▸ **REQUIRED WORK**:
Reduce the material below to its lines containing "orange".
== == ==
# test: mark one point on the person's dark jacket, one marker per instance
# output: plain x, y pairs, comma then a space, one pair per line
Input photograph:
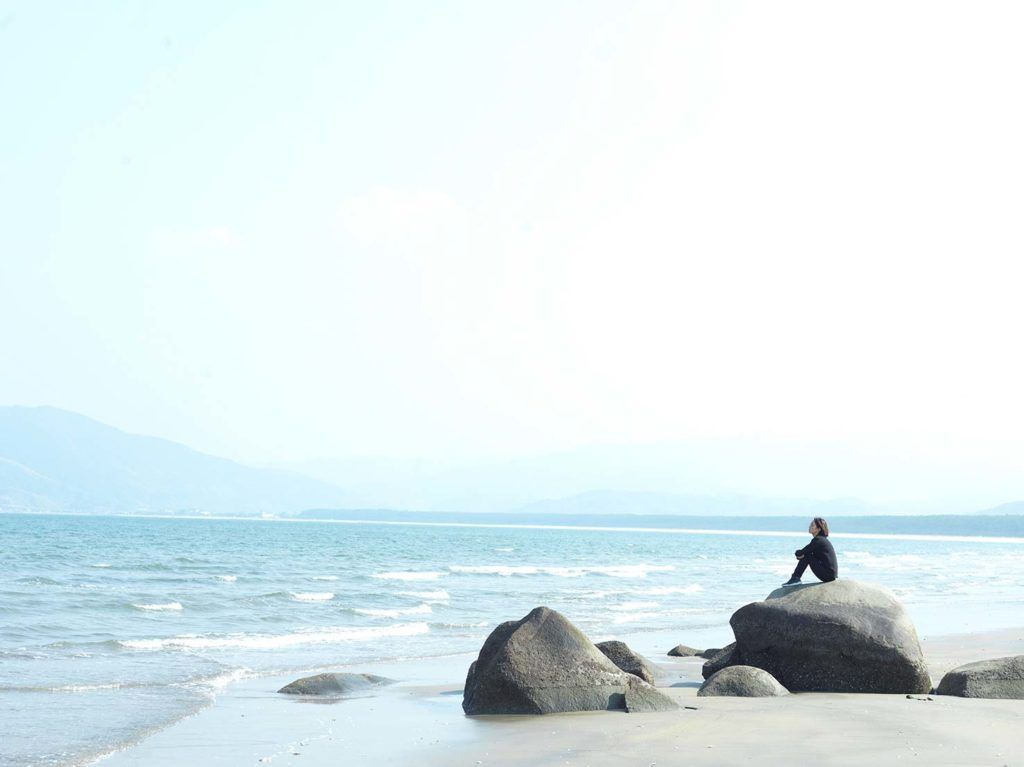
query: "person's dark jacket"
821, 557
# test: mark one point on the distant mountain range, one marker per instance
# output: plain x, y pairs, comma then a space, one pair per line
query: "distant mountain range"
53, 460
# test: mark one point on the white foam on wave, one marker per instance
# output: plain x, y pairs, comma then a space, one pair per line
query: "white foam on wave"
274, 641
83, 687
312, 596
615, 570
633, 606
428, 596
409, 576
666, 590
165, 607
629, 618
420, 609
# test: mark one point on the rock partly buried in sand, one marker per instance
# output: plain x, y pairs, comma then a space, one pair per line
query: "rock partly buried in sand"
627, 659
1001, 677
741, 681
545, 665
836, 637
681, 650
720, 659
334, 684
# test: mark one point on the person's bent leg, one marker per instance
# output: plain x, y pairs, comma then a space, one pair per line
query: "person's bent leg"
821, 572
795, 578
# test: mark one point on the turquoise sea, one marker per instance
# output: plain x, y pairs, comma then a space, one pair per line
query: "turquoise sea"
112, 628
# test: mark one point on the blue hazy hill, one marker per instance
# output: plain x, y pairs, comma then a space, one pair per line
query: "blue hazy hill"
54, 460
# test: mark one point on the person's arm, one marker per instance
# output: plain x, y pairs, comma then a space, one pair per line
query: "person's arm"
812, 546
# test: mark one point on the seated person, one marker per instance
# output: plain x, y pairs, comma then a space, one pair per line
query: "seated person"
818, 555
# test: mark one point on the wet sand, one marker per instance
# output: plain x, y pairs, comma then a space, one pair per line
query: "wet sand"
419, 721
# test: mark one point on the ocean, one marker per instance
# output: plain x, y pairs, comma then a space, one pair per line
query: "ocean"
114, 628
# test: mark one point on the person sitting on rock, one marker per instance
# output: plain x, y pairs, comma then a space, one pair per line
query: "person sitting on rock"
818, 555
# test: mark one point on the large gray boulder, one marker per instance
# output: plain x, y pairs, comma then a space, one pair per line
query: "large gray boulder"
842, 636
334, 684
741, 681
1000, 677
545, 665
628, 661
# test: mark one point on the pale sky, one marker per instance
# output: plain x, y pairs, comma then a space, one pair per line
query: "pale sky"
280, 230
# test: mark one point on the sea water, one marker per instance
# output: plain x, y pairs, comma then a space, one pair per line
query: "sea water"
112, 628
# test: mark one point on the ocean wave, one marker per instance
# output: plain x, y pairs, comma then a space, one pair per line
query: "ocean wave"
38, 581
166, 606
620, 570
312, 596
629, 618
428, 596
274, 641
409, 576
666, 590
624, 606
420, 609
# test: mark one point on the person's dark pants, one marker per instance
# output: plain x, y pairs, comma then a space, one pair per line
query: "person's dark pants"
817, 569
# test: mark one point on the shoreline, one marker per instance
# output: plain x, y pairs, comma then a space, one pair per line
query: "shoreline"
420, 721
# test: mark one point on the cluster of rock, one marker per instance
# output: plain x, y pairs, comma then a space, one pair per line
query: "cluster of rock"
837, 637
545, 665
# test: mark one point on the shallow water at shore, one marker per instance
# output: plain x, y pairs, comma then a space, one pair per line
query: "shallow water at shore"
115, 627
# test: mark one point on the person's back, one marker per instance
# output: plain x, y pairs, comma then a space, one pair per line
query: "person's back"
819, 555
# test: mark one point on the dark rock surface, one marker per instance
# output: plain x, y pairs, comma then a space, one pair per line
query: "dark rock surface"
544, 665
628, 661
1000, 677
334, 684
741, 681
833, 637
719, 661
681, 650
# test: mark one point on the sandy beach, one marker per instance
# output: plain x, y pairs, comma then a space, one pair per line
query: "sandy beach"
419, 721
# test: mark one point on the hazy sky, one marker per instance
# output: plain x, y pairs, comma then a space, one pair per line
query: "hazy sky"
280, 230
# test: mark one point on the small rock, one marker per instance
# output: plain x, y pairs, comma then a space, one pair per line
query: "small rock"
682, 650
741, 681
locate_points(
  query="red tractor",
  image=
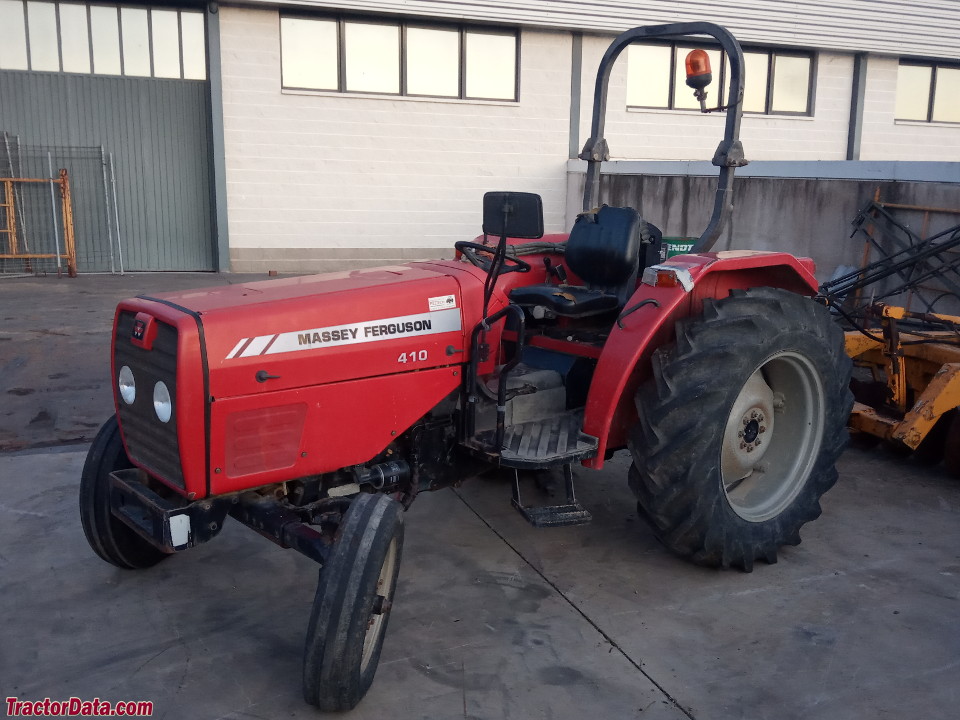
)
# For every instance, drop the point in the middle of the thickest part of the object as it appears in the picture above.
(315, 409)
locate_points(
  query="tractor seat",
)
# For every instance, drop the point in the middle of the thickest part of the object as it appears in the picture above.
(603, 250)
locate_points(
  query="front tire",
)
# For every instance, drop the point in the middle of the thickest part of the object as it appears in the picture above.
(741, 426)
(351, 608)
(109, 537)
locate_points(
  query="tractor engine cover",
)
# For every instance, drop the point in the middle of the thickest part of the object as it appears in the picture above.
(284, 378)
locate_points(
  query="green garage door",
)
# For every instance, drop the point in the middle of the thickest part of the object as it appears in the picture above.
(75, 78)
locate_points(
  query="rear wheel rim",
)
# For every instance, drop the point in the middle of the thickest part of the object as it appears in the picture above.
== == ==
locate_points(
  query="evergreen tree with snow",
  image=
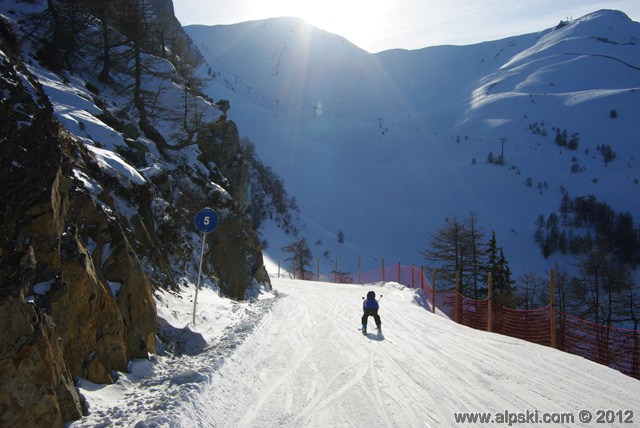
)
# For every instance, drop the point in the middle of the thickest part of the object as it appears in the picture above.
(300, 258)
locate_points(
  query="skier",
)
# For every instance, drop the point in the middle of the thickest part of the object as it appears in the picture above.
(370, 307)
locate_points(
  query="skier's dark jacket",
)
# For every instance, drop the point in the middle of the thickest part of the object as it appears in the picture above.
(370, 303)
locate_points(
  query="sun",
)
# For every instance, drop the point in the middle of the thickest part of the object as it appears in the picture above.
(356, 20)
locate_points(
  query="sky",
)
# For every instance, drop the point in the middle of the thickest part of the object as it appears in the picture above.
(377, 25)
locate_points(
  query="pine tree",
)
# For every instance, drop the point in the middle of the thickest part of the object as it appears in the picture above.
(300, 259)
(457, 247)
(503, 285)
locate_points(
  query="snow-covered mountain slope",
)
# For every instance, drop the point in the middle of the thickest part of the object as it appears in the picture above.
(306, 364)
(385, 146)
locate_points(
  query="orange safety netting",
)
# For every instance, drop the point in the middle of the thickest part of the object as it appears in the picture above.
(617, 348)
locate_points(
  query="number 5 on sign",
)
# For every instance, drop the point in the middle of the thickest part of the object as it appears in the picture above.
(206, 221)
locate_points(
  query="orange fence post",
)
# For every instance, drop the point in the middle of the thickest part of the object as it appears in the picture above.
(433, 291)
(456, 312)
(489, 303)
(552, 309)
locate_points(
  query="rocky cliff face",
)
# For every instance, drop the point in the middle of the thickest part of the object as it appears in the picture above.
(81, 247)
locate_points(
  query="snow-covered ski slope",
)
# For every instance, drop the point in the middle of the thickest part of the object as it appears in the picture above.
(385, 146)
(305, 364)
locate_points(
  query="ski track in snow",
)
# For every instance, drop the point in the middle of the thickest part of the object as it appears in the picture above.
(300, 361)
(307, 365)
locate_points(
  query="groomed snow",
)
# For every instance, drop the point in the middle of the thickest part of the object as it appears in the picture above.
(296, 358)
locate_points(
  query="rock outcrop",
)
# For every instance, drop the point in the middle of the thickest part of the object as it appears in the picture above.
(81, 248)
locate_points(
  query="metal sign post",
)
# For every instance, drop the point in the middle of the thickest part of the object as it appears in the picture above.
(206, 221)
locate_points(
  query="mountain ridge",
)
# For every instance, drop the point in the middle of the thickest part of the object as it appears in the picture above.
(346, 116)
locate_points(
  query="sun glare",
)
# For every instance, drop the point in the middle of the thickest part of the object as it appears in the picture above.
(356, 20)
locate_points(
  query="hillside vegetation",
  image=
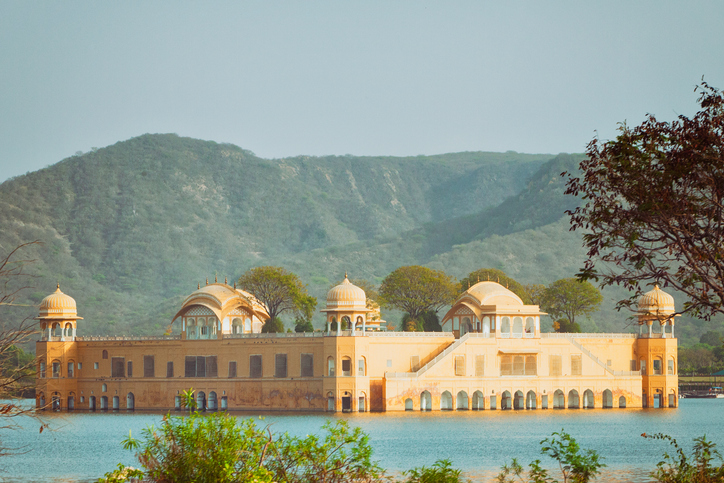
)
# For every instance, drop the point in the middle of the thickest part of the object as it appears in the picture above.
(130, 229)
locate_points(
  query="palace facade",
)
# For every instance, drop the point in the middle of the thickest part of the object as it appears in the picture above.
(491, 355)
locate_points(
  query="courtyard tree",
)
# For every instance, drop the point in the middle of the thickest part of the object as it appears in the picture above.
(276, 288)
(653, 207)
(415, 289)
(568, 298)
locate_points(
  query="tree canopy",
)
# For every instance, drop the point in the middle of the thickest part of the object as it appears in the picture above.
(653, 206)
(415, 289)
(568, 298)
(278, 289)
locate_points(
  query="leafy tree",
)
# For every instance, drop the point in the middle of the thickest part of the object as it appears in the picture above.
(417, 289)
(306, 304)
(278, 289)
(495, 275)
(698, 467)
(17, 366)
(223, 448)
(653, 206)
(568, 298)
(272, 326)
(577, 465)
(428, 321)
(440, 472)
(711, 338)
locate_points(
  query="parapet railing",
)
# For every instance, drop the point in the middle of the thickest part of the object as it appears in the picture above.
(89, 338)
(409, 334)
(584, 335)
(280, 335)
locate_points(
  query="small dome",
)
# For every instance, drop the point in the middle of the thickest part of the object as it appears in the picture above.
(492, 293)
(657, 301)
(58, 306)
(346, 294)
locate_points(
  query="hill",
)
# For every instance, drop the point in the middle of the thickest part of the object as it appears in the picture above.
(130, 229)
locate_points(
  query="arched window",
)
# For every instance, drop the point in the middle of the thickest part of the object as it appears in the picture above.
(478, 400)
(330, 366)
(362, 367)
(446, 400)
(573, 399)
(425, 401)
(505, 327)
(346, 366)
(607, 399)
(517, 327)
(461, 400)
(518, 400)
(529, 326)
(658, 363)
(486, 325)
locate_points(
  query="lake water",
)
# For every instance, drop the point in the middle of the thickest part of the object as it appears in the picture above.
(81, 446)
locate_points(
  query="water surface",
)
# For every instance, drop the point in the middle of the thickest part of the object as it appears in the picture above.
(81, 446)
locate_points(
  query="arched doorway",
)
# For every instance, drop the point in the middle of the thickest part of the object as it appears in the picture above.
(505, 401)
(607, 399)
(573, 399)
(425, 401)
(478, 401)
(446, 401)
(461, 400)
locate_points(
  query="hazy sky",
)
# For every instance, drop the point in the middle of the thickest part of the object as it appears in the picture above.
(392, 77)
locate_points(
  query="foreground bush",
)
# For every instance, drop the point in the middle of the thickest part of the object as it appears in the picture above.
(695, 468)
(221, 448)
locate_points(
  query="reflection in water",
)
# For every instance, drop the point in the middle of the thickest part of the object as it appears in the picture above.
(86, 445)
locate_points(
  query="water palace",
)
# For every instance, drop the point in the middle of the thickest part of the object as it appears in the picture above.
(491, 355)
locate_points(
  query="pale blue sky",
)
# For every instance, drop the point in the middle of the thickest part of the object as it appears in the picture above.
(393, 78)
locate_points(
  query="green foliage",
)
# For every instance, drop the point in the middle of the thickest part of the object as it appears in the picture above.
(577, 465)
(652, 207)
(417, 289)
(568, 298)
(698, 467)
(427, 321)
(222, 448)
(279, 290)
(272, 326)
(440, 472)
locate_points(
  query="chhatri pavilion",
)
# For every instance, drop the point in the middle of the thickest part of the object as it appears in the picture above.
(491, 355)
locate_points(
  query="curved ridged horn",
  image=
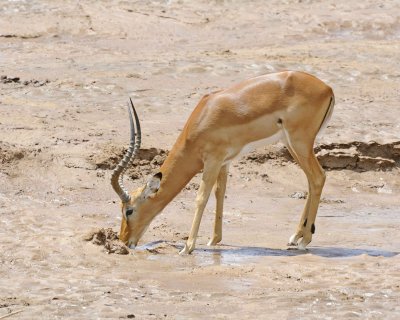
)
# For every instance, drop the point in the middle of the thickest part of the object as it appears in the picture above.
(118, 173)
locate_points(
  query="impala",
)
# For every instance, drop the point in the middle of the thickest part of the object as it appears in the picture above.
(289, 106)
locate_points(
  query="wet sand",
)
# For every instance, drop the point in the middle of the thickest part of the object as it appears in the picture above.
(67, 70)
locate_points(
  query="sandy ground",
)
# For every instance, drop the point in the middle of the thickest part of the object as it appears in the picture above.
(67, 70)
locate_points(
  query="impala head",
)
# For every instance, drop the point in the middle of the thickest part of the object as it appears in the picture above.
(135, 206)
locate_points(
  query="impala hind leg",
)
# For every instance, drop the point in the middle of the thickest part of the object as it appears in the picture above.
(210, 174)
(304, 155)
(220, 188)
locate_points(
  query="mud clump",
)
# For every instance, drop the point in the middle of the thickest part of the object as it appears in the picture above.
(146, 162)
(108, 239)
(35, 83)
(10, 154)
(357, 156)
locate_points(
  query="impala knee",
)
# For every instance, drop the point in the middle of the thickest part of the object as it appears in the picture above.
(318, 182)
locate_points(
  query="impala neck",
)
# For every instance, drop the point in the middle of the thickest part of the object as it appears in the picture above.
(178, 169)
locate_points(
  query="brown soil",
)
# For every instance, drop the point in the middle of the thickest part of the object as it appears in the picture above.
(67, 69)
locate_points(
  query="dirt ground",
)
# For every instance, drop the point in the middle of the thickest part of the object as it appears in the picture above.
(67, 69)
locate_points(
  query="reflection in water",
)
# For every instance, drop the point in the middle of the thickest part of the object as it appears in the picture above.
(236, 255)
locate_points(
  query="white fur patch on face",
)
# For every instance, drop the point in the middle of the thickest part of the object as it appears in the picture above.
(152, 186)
== == ==
▸ **REPLY TO THE EXERCISE**:
  query="orange safety netting",
  query="orange fence post",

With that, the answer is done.